● WHAT YOU WILL DO:
Continue the interview excerpt on massage therapy and sex work advocacy from the point where it stops.

**** EXCERPTED TEXT ****

Changing the mindset of spa owners will be a difficult fight but the even harder battle is my advocacy to legalize sex work — another issue deeply connected to massage therapy and safety. It’s not a popular cause among politicians, but legalization would protect both sex workers and massage therapists by setting clear boundaries that these are two seperate professions.

No more blurred lines. No more fear of being punished for reporting harassment.

Changing the laws won’t be easy, especially when so many people in power — police officers, judges, district attorneys — have personally exploited sex workers or sympathize with the men who harm them. That’s why the laws remain as they are: sex workers face months or years in jail, while men who assault them often walk free. It’s backward and deliberately protects predators.

I don’t know exactly where this path of advocacy will lead me, but I know I’m not stopping. I’m passionate, I’m relentless, and I believe this work — for fair pay, fairness in law, and basic dignity — might take me far.

Before we go, we’d love to hear your thoughts on some longer-run, legacy type questions. Are you doing what you were born to do—or what you were told to do?
I think in a way, I am doing both.

**** DATA EXTRACT ****

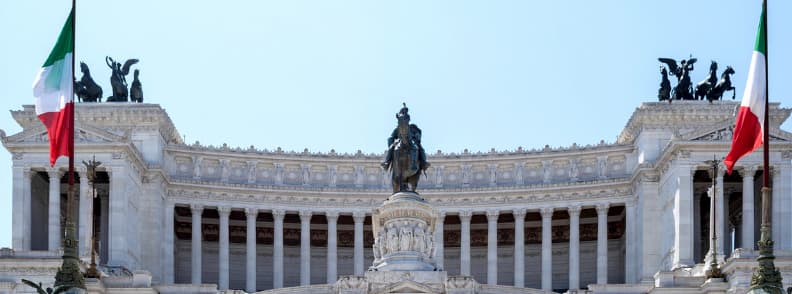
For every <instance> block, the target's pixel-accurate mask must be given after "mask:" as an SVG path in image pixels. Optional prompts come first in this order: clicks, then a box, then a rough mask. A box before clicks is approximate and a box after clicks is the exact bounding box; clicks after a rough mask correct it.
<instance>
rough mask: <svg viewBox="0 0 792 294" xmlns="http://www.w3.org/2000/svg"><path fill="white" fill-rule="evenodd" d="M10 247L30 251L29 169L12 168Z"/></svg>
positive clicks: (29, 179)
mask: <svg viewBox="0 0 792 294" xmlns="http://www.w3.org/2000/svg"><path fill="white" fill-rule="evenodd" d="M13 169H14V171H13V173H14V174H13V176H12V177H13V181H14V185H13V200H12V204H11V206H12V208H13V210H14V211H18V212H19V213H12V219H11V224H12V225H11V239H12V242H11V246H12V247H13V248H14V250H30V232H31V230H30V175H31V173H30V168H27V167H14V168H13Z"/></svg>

****

● ANSWER BOX:
I grew up very religious, in the Catholic Church. Serving God was all anyone talked about, all the time. Women served God by being wives, mothers, and churchgoers. I wondered to myself, is that really the limit of what I can do? Can I still serve God in a way that fosters my passions and brings me joy? I clearly resisted the suffering expectation of Catholicism. I didn’t want to live like that.

I remember one night sitting in my family’s computer room, googling questions like “What’s the purpose of life (for a Catholic)?” I even made sure to “religify” my search so I’d get an answer I could actually work with. What I found on a few religious blogs—basically the interpretations of random people (but hey, that’s what priests are too, right?)—said that God blesses His children with gifts, and our purpose is to discover those gifts and share them with the world.

If you have a gift for arguing, maybe you use it to defend the defenseless as an attorney.
If you have a gift for caring for animals, you dedicate your life to protecting God’s creatures.

My passion has always been writing, storytelling, and filmmaking.

So I decided I would tell stories that I’m passionate about, voices I want to lift up, and issues I want to bring light to. If even a small piece of good comes from that, maybe it will ripple out into the world in its own quiet way.

I’m not as “religious” as I used to be. I haven’t stepped inside a church in a very long time. Despite that, the core idea still remains mostly the same. I prefer to think in a more spiritual context now. I still believe we are born with gifts that we can use to spread love and joy into the world, and each one is valuable in its own way.

Over time, maybe my book “Stop Asking Me for a Happy Ending: Hard and Soft Times of a Hollywood Massage Therapist” will reach more people. Maybe my articles about the massage industry will resonate with the right audience and inspire real change.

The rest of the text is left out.